■ What is expected ■
Write the entries out again. Each one must match exactly.

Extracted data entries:
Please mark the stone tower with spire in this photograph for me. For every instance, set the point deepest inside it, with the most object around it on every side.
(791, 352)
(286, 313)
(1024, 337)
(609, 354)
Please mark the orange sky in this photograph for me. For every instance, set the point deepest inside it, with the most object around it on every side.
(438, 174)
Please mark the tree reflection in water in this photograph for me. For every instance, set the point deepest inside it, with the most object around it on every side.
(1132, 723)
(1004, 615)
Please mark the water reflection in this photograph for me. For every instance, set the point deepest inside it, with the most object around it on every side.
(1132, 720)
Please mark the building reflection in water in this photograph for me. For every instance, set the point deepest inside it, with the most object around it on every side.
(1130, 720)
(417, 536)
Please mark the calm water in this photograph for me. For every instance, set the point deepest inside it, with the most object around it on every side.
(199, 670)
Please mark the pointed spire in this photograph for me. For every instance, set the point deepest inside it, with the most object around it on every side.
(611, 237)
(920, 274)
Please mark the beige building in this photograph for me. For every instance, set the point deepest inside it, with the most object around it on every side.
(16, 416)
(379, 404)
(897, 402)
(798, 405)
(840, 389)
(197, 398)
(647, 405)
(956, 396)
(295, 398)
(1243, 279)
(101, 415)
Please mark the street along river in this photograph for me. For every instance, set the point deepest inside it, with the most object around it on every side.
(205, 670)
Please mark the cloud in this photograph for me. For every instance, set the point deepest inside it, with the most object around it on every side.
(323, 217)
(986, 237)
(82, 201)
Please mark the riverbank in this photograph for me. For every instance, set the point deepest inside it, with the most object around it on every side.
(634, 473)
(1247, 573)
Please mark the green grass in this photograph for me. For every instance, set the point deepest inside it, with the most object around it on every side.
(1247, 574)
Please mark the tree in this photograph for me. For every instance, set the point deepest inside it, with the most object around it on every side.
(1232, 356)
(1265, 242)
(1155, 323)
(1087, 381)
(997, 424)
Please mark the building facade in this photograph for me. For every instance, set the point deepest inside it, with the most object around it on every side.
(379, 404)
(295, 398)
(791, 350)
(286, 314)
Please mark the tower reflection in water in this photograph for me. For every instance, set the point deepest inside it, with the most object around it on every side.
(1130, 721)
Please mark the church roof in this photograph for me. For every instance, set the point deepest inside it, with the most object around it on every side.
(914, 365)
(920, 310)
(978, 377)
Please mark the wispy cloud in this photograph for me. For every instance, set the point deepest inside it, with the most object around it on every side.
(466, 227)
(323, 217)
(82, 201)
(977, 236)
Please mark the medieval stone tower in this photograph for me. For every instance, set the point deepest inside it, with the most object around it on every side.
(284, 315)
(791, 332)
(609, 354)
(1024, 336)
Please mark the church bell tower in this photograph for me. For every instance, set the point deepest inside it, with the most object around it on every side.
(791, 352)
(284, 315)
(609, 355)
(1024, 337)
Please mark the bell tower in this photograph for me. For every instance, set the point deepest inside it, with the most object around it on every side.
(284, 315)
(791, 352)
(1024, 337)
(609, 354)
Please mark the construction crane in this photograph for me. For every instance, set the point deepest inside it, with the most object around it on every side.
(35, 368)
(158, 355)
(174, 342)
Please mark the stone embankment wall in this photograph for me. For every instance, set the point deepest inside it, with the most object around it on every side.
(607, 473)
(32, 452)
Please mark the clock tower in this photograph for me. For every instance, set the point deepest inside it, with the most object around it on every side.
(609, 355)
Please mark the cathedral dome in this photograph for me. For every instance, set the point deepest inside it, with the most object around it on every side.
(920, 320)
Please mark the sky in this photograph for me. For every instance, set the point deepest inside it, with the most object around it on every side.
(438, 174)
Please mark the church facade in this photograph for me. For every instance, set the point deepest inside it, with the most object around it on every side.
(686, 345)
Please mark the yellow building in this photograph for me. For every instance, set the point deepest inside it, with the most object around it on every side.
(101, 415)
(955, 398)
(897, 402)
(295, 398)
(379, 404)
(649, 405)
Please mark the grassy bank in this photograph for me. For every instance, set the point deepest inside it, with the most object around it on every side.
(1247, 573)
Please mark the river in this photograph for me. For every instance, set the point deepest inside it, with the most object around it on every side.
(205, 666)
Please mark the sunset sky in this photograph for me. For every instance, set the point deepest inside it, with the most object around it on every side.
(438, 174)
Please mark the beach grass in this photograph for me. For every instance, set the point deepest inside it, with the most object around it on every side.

■ The completed task ■
Please mark the stone tower with spire in this photograph for me. For every instance, set the point deepest inside it, with the most object around it on every side.
(791, 352)
(286, 313)
(1024, 337)
(609, 354)
Please mark the orange sky in this photograph for me. For every instance, set the point deepest inside it, with the most object around it on every side.
(438, 174)
Please mark the tree reflection in water in this photograph for me. For every instance, set the point deepest inside it, with the most object around it on every side.
(1132, 723)
(1004, 615)
Please mark the water reflection in this photograph for me. For every instance, set the point deepest inside it, with the most object around it on every side.
(1132, 720)
Please mark the building reflection in water in this photograph for me. For every instance, set the point deepest inside it, with the most object around it on every side.
(1130, 720)
(417, 536)
Please mark the calm water in this photograph for me. For every instance, set the point deepest inside it, with the most object around it on every side.
(199, 670)
Please mark the pointed spire in this photograph for me. For every instance, set the point deepest inside it, with the most object around it on every side.
(611, 237)
(920, 274)
Please mark the beige building in this photograph for me. For every instance, set the point deepest inside it, with the most object around it on every side.
(16, 416)
(379, 404)
(897, 402)
(798, 405)
(840, 389)
(197, 398)
(647, 405)
(956, 396)
(295, 398)
(1243, 279)
(101, 415)
Please mark the street along river in this photograph for me. For every instance, set the point deepest inside it, with the most object around it on every side.
(205, 670)
Please mark the cloud in this photograph for me. For every instance, set the point deepest inside it, with the most object around it on every side.
(323, 217)
(986, 237)
(82, 201)
Please mark the riverbank in this photograph for me. For every instance, set the point deepest inside it, with the most object around it on every side.
(634, 473)
(1247, 573)
Please mark the green grass in this photograph for me. For every instance, set the point deepest inside it, with the most object around it on every side.
(1247, 574)
Please mark the tree in this photograph for me. For every instance, set the point deepest inside it, with the most object around it on every side.
(1232, 356)
(1265, 242)
(1155, 323)
(1087, 381)
(997, 424)
Please mark the building facade in this photograph for me. For every instance, set the point deepest inside it, with the most object around it on every side.
(379, 404)
(295, 398)
(791, 350)
(286, 314)
Please mark the tower reflection in water in this photograph for me. For every instance, set the point deepest inside it, with the most object around it on every side.
(1130, 721)
Please mark the church roof in this photograph for me. For every instance, set the point deepest inside it, with the most object around it on every side.
(914, 365)
(920, 310)
(978, 377)
Please mark the wispy cloud in this photograph for me. For every instance, set the point deepest inside it, with the most object around it on every side.
(466, 227)
(323, 217)
(82, 201)
(977, 236)
Please mark the medieval stone tower in this photograph for me. For every instance, set the point deepest inside it, with the most object around it on every side.
(284, 315)
(791, 332)
(609, 354)
(1024, 336)
Please mark the church bell tower in this photograph for me. For every instance, set the point deepest inside it, with the most object around it on every side.
(791, 352)
(284, 315)
(609, 355)
(1024, 337)
Please mark the bell tower in this photograph for me. For every instance, set the point deepest inside it, with the most object around it on every side.
(284, 315)
(791, 352)
(1024, 337)
(609, 354)
Please mark the construction crane in this photograph for me. For every instance, set the point deepest inside it, with the most object around it on every side.
(35, 368)
(158, 355)
(174, 342)
Please mark the stone embankment wall in this photograph for me. For every instance, set the point deepest inside it, with the most object around it on every side.
(607, 473)
(32, 452)
Please mark the clock tower in this photograph for me. For every instance, set the point deepest inside it, with the most object around it on every side.
(609, 355)
Please mark the cathedral dome in this photograph for me. For every instance, set the point deepest inside it, with the most object around it on every side.
(920, 320)
Please mark the sky in this photograph for me. For every instance, set the point deepest inside it, with the most object around it on every side.
(438, 174)
Please mark the church facade in this photograph for me. For every instance, set the point deepest inside it, with the most object around it on every side.
(686, 345)
Please mark the yellow building in this photograph for me. For every instance, set the point deepest inside it, with the most object around it on every side.
(101, 415)
(955, 398)
(897, 402)
(295, 398)
(379, 404)
(649, 405)
Please mark the grassy bank in this photograph for me. For every instance, set the point deepest inside it, with the most object around it on every side.
(1247, 573)
Please mark the river in this photograph for me. For every instance, set the point deepest inside it, with the most object around it on every side.
(205, 666)
Please mark the sunset sky in this photograph for me. For every instance, set the point deepest inside it, with the most object around it on every side.
(438, 174)
Please mark the beach grass in this photograph for me. For every instance, set the point deepest inside it, with the most object around it on every side.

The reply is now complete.